→ DATA SHOWN

= = =

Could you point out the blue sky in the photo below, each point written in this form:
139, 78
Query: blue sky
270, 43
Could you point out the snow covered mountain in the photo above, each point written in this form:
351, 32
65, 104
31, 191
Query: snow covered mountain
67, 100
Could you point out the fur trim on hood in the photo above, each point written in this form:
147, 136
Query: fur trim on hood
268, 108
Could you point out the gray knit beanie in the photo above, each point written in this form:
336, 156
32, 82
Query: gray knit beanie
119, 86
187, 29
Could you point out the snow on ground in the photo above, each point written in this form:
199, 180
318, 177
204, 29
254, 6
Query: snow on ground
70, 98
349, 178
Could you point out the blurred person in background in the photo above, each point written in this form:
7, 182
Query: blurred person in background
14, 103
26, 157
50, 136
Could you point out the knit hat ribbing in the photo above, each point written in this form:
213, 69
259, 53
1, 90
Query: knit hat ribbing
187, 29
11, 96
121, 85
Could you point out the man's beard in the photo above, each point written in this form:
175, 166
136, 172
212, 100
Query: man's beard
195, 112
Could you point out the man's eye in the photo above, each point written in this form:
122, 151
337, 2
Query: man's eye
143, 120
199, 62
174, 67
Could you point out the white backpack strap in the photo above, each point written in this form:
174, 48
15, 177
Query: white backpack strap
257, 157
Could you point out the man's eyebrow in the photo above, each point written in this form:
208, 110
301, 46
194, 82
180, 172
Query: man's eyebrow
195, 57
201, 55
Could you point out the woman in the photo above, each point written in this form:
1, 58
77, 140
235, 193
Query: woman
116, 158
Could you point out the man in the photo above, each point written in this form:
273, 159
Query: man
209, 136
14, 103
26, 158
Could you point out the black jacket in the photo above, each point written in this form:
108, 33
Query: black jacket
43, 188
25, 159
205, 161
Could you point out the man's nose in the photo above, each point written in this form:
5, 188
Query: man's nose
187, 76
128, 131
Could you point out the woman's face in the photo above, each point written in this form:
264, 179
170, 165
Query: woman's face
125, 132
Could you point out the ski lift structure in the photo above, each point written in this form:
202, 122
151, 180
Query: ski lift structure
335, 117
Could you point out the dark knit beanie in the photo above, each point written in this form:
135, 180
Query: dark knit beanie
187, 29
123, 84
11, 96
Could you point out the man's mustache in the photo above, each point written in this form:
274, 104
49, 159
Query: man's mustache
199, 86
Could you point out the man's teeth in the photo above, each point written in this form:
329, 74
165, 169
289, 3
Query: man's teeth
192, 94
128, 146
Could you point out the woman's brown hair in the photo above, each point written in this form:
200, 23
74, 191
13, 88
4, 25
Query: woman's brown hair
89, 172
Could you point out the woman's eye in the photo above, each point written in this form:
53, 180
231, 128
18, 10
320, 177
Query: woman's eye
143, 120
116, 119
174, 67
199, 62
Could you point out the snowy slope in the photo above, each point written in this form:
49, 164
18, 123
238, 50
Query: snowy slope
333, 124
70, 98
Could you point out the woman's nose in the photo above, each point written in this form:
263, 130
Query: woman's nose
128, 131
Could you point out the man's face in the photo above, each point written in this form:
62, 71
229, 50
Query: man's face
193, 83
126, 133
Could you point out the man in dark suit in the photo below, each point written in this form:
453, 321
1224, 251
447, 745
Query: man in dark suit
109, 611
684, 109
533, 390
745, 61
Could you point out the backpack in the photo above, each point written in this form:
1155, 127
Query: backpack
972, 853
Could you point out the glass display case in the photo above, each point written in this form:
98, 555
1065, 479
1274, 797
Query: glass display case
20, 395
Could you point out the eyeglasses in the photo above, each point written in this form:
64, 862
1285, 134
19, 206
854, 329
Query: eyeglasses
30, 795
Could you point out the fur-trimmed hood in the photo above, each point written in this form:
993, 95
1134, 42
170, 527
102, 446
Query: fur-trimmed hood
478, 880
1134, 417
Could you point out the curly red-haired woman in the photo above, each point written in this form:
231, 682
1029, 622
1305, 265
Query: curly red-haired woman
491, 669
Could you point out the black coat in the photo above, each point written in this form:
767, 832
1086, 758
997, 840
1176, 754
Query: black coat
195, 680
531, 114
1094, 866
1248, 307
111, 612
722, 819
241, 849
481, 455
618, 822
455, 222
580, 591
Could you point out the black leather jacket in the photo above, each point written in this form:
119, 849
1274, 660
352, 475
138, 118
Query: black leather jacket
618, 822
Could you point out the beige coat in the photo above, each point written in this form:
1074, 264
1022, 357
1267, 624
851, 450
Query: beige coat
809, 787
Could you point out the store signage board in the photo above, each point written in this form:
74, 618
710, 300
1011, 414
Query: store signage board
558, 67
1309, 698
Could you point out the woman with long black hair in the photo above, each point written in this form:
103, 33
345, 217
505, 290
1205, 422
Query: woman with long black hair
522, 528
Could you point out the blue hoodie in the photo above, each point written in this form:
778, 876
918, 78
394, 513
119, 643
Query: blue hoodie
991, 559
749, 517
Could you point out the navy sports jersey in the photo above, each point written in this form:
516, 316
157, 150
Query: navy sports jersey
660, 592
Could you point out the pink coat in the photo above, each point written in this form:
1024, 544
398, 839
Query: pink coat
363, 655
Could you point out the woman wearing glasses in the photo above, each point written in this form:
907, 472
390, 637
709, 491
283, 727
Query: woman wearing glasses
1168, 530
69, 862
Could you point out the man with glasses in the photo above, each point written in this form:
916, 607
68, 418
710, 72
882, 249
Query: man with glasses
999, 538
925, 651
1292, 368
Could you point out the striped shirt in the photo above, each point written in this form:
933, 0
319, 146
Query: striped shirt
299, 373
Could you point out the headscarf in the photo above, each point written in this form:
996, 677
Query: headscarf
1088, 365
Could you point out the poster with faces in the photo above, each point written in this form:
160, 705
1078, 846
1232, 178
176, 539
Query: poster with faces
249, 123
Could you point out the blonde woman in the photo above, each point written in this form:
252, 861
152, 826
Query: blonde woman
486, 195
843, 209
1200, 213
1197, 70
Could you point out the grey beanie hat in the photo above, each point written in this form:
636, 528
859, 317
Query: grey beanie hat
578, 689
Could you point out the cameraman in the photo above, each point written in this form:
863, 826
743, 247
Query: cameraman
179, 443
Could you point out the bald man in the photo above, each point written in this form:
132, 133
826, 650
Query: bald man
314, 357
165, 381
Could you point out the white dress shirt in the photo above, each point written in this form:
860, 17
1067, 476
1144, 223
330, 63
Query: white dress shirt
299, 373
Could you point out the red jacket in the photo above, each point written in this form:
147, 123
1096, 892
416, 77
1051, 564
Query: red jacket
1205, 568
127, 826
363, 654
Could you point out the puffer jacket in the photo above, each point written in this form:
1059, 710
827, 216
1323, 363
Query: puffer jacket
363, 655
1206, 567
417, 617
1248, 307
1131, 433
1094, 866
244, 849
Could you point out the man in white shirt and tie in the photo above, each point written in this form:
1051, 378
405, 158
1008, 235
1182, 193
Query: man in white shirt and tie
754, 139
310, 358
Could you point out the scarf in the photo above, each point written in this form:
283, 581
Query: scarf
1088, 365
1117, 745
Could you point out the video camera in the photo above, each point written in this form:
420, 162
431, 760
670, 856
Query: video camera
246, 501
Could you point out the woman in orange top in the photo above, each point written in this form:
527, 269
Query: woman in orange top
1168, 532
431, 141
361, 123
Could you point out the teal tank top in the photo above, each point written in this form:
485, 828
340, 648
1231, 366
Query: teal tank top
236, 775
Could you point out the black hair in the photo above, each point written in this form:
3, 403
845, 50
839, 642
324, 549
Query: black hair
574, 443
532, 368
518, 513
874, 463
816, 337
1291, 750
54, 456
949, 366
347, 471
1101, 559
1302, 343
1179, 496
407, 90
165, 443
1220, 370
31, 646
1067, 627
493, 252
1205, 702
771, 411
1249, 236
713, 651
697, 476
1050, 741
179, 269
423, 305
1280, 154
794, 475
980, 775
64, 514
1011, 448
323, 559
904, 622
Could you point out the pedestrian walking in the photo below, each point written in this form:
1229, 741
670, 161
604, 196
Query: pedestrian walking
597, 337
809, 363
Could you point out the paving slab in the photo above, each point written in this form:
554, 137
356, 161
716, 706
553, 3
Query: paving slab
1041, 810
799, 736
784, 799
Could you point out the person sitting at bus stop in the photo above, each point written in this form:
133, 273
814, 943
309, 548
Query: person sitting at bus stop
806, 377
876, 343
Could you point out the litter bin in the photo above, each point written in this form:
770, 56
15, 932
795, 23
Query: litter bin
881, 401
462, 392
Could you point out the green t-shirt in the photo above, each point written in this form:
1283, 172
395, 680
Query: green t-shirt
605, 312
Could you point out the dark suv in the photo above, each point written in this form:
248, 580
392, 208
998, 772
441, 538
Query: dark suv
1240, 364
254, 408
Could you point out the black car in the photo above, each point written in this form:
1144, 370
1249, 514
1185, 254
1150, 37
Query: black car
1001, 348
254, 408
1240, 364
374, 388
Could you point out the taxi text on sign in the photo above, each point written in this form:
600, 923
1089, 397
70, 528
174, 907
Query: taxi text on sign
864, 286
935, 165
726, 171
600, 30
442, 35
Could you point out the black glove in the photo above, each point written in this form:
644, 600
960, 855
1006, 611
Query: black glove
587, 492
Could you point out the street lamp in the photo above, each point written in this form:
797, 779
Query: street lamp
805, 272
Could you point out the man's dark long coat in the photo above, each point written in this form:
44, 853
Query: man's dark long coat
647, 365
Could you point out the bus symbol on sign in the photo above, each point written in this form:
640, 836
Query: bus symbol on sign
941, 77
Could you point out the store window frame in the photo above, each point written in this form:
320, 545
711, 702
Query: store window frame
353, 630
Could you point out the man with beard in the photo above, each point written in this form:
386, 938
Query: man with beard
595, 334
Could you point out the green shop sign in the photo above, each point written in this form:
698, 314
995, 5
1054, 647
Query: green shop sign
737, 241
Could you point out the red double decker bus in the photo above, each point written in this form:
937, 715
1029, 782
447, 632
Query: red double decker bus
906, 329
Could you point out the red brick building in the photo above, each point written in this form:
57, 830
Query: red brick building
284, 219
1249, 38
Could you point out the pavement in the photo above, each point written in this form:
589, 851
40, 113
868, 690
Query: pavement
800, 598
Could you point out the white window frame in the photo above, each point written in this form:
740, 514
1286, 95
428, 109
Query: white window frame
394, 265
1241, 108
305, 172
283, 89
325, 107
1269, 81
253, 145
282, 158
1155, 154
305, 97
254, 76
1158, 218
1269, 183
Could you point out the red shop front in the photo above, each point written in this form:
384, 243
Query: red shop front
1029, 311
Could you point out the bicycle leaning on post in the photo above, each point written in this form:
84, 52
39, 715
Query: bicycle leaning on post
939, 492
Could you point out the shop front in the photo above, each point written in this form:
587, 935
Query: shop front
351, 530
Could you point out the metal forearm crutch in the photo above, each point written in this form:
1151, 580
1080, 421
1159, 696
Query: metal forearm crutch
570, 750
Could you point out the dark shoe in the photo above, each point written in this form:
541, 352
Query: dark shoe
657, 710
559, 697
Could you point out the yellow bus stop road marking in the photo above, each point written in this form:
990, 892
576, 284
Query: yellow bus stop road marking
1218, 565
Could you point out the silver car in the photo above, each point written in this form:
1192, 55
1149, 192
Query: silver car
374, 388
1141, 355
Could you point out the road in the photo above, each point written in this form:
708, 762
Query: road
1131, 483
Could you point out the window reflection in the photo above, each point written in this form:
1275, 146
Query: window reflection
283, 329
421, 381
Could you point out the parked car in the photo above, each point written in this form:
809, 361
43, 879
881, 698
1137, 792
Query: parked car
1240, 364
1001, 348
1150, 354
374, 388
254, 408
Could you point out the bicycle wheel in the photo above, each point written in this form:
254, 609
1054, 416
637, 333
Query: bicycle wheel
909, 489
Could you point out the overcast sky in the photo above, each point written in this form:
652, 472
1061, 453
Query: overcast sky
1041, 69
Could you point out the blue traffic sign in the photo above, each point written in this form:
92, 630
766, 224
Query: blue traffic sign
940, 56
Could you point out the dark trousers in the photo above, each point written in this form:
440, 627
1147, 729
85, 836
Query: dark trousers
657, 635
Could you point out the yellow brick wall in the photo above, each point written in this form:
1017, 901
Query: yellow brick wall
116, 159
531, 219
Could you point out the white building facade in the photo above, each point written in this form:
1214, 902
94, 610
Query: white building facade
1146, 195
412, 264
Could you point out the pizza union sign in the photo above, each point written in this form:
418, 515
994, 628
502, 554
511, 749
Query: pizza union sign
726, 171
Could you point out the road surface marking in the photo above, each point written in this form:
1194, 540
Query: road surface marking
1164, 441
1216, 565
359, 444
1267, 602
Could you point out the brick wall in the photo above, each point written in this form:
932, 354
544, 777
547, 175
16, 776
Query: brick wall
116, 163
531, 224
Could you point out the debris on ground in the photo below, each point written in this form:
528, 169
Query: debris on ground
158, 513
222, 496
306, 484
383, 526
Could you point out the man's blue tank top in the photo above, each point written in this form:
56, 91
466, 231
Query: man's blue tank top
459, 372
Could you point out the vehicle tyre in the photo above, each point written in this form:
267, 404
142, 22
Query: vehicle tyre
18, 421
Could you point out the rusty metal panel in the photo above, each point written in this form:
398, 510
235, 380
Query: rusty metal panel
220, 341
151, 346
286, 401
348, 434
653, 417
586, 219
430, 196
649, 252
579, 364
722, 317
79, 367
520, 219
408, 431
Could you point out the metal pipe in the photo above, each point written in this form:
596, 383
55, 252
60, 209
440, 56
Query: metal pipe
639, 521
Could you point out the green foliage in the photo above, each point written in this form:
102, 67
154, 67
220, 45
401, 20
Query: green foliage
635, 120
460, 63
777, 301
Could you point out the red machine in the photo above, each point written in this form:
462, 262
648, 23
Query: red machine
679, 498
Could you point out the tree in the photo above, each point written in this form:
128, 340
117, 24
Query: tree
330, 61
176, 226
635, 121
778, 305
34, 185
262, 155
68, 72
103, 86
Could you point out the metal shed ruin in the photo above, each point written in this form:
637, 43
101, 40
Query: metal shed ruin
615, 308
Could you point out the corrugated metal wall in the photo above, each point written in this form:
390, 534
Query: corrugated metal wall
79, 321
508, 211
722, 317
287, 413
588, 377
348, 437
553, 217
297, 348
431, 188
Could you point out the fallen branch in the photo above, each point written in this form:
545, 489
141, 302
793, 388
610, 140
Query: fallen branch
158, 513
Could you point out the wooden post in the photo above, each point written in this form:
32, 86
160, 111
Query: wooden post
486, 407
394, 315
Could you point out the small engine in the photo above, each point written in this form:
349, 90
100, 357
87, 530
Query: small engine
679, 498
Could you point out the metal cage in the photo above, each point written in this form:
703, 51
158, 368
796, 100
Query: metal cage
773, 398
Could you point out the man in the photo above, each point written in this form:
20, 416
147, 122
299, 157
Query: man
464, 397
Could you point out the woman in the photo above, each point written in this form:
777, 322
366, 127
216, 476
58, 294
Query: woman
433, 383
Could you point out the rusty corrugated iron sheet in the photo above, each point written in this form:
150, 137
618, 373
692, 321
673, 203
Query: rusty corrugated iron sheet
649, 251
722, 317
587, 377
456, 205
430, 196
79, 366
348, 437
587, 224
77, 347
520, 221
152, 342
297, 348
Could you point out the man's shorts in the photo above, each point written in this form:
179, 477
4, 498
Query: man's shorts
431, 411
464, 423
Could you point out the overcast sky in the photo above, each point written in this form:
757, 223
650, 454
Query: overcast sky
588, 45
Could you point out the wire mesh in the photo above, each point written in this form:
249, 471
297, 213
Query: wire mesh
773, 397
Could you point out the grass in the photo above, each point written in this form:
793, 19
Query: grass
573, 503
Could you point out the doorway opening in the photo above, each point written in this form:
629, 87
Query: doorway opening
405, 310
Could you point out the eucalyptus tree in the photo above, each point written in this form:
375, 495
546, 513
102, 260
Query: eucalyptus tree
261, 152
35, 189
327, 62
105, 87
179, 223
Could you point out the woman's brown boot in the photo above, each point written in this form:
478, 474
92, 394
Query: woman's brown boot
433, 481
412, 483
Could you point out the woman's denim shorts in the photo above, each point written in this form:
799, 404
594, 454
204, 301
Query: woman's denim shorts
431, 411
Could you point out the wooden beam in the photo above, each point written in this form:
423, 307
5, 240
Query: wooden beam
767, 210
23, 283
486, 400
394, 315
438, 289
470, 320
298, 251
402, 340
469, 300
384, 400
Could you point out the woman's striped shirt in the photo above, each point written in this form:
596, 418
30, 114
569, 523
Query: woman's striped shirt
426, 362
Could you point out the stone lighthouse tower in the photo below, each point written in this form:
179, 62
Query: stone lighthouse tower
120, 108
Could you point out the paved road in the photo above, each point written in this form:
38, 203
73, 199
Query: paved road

= = =

→ INSTRUCTIONS TO FOLLOW
For each line of the material that contains "paved", return a copy.

→ ANSWER BOX
Could you point out the paved road in the photo above, each point written in this form:
Query: paved road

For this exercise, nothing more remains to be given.